### SUPPLIED TEXT
==============================

Semaphore and sips redux

In this article, I do sem -j +5, allowing 5 jobs to run at a time. -j can be used with integers, percents, and +/– values such that one can say -j +0 -j -1 to run one fewer job than their available cores (+0), etc.

I was going to simply edit my last post, but this might warrant its own, as it’s really more about sem and parallel than it is sips. parallel’s manpage describes it as ‘a shell tool for executing jobs in parallel using one or more computers’. It’s kind of a better version of xargs, and it is super powerful. The manpage starts early with a recommendation to watch a series of tutorials on YouTube and continues on to example after example after example. It’s intense.

In my previous post, I suggested using sem for easy parallel execution of sips conversions. sem is really just an alias for parallel --semaphore, described by its manpage (yes, it gets its own manpage) as a ‘counting semaphore [that] simply waits for a semaphore to become available and then runs the command given’. It’s a convenient and fairly accessible way to parallelize tasks. Backing up for a second, it does have its own manpage, which focuses on some of the specifics about how it queues things up, how it waits to execute tasks, etc. It does this using toilet metaphors, which is a whole other conversation, but for the most part it’s fairly clear, and it’s what I tend to reference when I’m figuring something out using sem.

In my last post (and in years of converting things this way), I had to decide between automating the cleanup/rm process or parallelizing the sips calls. The problem is, if you do this:

for i in ./*.tif; sem -j +5 sips -s format png "$i" --out "${i/.tif/.png}" && rm "$i"

…the parallelism gets all thrown off. sem executes, cues up sips, presumably exits 0, and then rm destroys the file before sem even gets the chance to spawn sips. None of the files exist, and sips has nothing to convert. The sem manpage doesn’t really address chaining commands in this manner, presumably it would be too difficult to fit into a toilet metaphor. But it occurred to me that I might come up with the answer if I just looked through enough of the examples in the parallel manpage (worth noting that a lot of the parallel syntax is specific to not being run in semaphore mode). The solution is facepalmingly simple: wrap the && in double quotes:

for i in ./*.tif; sem -j +5 sips -s format png "$i" --out "${i/.tif/.png}" "&&" rm "$i"

…which works a charm. We could take this even further and feed the PNGs directly into optipng:

for i in ./*.tif; sem -j +5 sips -s format png "$i" --out "${i/.tif/.png}" "&&" rm "$i" "&&" optipng "${i/.tif/.png}"

…or potentially adding optipng to the sem queue instead:

for i in ./*.tif; sem -j +5 sips -s format png "$i" --out "${i/.tif/.png}" "&&" rm "$i" "&&" sem -j +5 optipng "${i/.tif/.png}"

…I’m really not sure which is better (and I don’t think time will help me since sem technically exits pretty quickly).

==============================

Rows taken from a dataset:
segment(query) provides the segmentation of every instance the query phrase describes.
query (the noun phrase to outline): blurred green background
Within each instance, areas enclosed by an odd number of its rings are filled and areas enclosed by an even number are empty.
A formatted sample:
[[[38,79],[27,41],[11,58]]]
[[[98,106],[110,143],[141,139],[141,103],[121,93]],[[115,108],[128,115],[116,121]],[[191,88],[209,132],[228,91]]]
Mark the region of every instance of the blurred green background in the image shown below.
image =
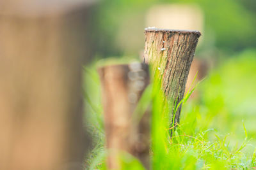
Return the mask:
[[[247,162],[246,157],[252,155],[256,146],[255,0],[99,1],[92,9],[90,23],[95,52],[93,64],[84,67],[87,117],[97,141],[92,152],[101,151],[102,143],[99,141],[104,140],[96,61],[109,57],[140,60],[144,46],[144,28],[157,27],[148,25],[148,16],[160,19],[157,13],[152,12],[156,6],[160,11],[164,6],[170,6],[170,11],[177,6],[181,8],[179,9],[191,6],[200,15],[200,18],[192,17],[195,20],[192,22],[200,24],[195,27],[202,33],[195,59],[206,63],[206,69],[196,70],[203,75],[200,79],[204,78],[196,87],[196,96],[192,96],[182,108],[181,125],[189,126],[190,131],[187,132],[191,134],[210,129],[207,138],[212,141],[218,140],[216,134],[227,136],[228,147],[232,148],[244,141],[244,124],[247,139],[250,139],[243,149]],[[168,11],[166,8],[163,11]],[[161,19],[170,21],[172,15],[172,11],[167,12]]]

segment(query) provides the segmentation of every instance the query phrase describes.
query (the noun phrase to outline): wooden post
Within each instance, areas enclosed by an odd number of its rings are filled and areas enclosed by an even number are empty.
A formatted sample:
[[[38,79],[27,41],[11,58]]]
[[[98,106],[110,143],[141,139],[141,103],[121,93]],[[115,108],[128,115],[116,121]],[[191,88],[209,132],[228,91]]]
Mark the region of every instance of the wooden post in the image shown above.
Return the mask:
[[[0,169],[83,169],[81,2],[0,2]]]
[[[172,120],[175,103],[182,99],[195,50],[200,36],[197,31],[145,29],[144,61],[157,71],[162,90],[170,102]],[[177,108],[175,124],[179,122],[182,105]],[[171,127],[172,125],[171,122]]]
[[[134,63],[99,69],[104,111],[108,166],[120,169],[120,151],[137,157],[149,169],[149,113],[140,123],[133,118],[135,108],[149,83],[148,66]],[[135,115],[136,116],[136,115]]]

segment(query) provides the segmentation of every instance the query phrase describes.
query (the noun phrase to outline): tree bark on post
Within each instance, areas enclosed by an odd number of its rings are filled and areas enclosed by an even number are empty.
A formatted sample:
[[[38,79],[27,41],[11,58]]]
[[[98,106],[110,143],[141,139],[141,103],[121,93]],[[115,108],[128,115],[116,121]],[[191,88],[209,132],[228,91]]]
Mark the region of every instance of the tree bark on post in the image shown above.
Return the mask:
[[[145,29],[144,62],[157,71],[162,90],[170,102],[171,125],[179,122],[182,104],[175,113],[175,106],[183,99],[186,83],[201,34],[197,31]],[[175,113],[175,118],[173,115]],[[174,118],[174,125],[172,120]]]
[[[0,1],[0,169],[83,169],[81,78],[90,6]]]
[[[108,168],[120,169],[118,157],[122,150],[138,158],[149,169],[150,115],[147,112],[138,120],[134,113],[149,83],[148,66],[141,63],[108,66],[99,68],[99,73]]]

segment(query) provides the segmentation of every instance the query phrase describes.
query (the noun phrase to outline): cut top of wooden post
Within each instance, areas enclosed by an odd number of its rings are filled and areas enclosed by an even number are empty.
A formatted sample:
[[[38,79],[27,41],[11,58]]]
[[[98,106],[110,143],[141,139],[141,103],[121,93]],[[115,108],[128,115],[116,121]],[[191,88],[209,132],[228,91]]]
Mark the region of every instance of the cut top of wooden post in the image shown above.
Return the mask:
[[[137,157],[149,169],[149,113],[141,113],[141,119],[134,113],[149,83],[148,65],[133,63],[108,66],[99,68],[99,73],[106,146],[110,149],[108,168],[120,169],[118,157],[120,150],[123,150]]]
[[[182,99],[185,85],[201,33],[198,31],[171,30],[148,27],[145,29],[144,62],[152,65],[162,82],[162,90],[171,104]],[[176,109],[176,108],[175,108]],[[181,105],[175,113],[179,122]]]

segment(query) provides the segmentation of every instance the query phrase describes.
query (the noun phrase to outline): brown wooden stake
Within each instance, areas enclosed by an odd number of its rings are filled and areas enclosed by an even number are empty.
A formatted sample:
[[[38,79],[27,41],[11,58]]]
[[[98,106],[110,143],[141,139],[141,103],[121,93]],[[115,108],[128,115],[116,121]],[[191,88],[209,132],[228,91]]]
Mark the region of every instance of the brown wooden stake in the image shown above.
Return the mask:
[[[148,66],[141,63],[108,66],[99,69],[99,73],[108,168],[120,169],[118,156],[122,150],[137,157],[149,169],[149,113],[144,114],[140,123],[134,118],[134,110],[149,83]]]
[[[175,103],[182,99],[195,50],[201,35],[197,31],[145,29],[144,61],[157,71],[162,90],[170,102],[171,127]],[[179,122],[182,105],[177,108],[175,124]]]
[[[86,1],[0,1],[0,169],[83,169]]]

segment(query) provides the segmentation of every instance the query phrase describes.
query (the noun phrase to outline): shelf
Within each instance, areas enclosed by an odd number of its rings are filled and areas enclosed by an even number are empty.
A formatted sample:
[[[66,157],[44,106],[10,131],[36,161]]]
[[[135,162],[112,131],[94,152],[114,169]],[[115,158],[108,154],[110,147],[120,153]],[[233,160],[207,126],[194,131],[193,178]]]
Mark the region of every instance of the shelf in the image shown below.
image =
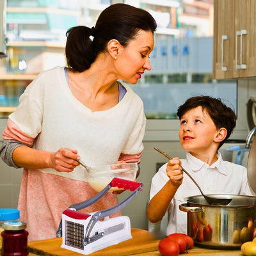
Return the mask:
[[[55,13],[65,15],[77,16],[79,11],[73,10],[65,10],[51,7],[6,7],[8,13]]]
[[[0,80],[33,80],[35,74],[0,74]]]
[[[52,47],[65,49],[65,43],[54,41],[10,41],[7,47]]]

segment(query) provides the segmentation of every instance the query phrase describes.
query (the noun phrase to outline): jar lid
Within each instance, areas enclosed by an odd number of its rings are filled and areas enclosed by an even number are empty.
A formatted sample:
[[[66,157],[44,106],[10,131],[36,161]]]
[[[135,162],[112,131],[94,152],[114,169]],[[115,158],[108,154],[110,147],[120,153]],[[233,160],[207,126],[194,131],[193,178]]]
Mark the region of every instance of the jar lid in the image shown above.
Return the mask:
[[[24,221],[6,221],[2,227],[4,230],[21,230],[27,227],[27,224]]]
[[[17,209],[0,209],[0,221],[19,219],[20,211]]]

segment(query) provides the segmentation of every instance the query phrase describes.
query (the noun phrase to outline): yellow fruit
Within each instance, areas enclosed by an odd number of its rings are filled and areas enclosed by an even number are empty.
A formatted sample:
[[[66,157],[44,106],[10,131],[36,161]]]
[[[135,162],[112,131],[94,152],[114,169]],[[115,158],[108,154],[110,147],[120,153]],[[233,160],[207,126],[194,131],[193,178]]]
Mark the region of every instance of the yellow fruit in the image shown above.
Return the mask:
[[[240,241],[241,243],[248,242],[251,240],[249,228],[247,227],[244,227],[241,230]]]
[[[256,243],[246,242],[241,246],[242,253],[246,256],[256,256]]]

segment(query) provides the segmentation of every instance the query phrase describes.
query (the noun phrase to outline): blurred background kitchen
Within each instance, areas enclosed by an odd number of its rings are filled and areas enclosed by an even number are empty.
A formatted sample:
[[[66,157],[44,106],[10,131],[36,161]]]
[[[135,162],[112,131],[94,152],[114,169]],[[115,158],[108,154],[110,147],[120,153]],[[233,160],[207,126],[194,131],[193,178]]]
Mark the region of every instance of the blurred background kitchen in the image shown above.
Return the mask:
[[[226,35],[221,36],[221,41],[216,38],[224,29],[221,26],[230,30],[227,33],[233,31],[234,18],[223,12],[221,8],[227,6],[220,4],[220,1],[0,0],[0,3],[1,132],[8,115],[17,106],[19,96],[35,77],[46,69],[65,65],[65,33],[69,28],[94,26],[101,11],[116,3],[145,9],[156,19],[158,28],[150,56],[152,70],[132,86],[144,102],[147,118],[138,178],[144,189],[122,210],[123,214],[130,217],[132,227],[147,229],[146,208],[151,179],[166,161],[154,147],[173,157],[185,157],[179,141],[176,111],[186,99],[210,95],[221,98],[234,108],[237,126],[221,152],[227,160],[246,166],[254,133],[250,134],[250,141],[246,140],[255,126],[256,74],[253,71],[225,73],[230,70],[227,67],[229,57],[225,51],[232,51],[231,44],[227,44],[229,37]],[[225,17],[214,19],[221,12]],[[229,19],[228,23],[225,19]],[[226,24],[230,26],[225,26]],[[242,42],[243,35],[240,37]],[[247,49],[248,44],[244,45]],[[241,68],[244,69],[241,58]],[[252,65],[255,73],[255,65]],[[68,120],[68,116],[65,117]],[[233,150],[226,150],[231,147]],[[21,169],[9,168],[0,161],[0,208],[17,207],[21,175]]]

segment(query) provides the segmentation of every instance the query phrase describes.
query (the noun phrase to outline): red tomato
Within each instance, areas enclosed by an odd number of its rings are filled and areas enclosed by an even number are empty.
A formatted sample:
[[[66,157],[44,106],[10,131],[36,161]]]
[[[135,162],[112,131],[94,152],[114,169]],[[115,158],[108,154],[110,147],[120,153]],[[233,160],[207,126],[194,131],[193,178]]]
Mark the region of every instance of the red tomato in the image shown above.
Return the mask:
[[[210,231],[210,236],[211,236],[211,240],[212,238],[212,225],[211,224],[208,224],[207,227],[208,227],[209,230]]]
[[[180,253],[178,244],[174,241],[165,237],[160,241],[158,250],[163,256],[177,256]]]
[[[196,227],[195,221],[193,221],[191,226],[191,236],[193,238],[196,238],[198,227]]]
[[[212,237],[211,237],[211,234],[210,234],[210,229],[208,227],[207,227],[207,226],[204,227],[203,233],[204,233],[204,241],[211,241],[212,239]]]
[[[167,238],[173,240],[179,244],[180,253],[184,253],[187,250],[187,239],[183,236],[173,234],[169,235]]]
[[[198,231],[196,234],[196,239],[198,242],[202,242],[204,241],[204,232],[203,229],[198,229]]]
[[[191,249],[194,246],[194,240],[189,236],[186,235],[183,233],[173,233],[171,234],[168,236],[168,237],[184,237],[187,241],[187,249]]]

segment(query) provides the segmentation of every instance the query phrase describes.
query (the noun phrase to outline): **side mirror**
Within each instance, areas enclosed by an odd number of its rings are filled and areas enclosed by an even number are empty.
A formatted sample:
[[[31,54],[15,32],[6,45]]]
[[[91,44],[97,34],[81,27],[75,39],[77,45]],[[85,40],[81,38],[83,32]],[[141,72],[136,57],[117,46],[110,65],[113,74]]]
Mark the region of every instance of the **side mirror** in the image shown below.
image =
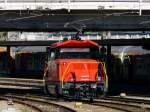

==============================

### GIVEN REQUEST
According to the post on sem and sips, what is sem an alias for? The records have nothing to do with this.

### OUTPUT BELOW
parallel --semaphore